Locate every line of the material below that contains the word "grey" and copy each of those lines.

* Start DATA IN THIS EXERCISE *

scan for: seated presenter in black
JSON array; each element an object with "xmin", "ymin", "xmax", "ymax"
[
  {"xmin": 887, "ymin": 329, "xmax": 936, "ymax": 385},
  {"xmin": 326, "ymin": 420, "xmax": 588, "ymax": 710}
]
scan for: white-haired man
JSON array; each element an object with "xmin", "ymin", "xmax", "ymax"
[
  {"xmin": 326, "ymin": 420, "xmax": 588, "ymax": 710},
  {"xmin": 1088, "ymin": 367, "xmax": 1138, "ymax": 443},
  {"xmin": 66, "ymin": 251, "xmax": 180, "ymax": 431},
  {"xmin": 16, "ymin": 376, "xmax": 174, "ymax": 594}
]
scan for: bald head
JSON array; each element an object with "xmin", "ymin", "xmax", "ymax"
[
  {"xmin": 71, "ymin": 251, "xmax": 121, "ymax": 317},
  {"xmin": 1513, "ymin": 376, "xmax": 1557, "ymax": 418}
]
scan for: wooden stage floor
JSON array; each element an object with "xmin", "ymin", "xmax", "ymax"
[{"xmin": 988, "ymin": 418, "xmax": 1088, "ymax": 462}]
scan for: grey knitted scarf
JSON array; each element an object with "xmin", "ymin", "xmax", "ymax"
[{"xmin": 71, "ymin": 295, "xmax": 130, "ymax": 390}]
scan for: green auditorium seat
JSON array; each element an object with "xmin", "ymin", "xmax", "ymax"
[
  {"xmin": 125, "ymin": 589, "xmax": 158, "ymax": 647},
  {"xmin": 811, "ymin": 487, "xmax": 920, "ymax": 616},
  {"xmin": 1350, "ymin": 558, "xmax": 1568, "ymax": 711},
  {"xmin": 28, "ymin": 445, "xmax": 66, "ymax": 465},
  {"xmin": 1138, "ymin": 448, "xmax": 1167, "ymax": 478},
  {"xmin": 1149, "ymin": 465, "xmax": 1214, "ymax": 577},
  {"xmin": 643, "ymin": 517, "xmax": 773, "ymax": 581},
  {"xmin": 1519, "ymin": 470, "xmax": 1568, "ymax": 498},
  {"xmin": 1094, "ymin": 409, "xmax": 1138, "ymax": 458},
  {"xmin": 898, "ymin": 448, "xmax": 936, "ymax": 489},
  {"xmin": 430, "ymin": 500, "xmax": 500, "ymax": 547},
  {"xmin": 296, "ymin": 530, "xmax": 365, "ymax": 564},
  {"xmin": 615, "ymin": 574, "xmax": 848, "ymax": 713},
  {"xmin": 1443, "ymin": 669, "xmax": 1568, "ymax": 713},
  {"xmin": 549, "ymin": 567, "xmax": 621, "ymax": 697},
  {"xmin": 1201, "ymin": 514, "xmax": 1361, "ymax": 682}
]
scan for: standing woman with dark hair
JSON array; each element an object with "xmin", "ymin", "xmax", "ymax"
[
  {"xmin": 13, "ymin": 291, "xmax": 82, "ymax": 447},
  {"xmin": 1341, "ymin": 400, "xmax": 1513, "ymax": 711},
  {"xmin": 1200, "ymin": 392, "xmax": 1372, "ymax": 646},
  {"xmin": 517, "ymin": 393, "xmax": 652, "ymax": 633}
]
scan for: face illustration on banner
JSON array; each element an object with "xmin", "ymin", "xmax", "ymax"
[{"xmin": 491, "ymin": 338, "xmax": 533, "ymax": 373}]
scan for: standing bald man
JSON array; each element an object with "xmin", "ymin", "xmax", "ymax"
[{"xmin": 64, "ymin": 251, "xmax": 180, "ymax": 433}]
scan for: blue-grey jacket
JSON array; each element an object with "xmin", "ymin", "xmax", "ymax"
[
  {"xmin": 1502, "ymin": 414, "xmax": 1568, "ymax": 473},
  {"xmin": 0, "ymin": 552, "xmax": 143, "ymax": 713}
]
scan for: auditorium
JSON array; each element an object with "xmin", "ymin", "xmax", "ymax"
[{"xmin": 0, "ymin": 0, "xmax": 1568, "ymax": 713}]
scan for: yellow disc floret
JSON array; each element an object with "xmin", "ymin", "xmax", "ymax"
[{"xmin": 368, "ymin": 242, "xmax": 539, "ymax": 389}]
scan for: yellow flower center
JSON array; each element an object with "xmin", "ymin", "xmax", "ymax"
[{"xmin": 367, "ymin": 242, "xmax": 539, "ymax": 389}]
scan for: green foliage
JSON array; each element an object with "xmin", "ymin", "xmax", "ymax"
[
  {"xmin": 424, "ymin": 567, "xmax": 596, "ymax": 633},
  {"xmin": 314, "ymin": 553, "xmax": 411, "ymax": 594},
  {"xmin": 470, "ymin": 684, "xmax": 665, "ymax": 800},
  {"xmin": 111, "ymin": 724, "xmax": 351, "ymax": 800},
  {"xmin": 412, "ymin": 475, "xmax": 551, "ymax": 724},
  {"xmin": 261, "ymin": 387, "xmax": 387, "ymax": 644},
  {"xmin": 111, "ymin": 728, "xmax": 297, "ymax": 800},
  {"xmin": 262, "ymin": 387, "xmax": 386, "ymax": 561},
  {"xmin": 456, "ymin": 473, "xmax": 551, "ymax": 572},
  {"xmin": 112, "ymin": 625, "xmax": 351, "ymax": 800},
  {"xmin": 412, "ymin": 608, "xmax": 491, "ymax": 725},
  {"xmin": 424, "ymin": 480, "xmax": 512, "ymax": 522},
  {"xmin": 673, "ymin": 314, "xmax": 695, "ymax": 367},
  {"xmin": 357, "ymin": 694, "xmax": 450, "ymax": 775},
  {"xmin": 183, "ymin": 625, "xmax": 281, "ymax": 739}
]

* End DATA IN THIS EXERCISE *

ANSWER BELOW:
scan for: grey knitted scarf
scan for: blue-grey jacket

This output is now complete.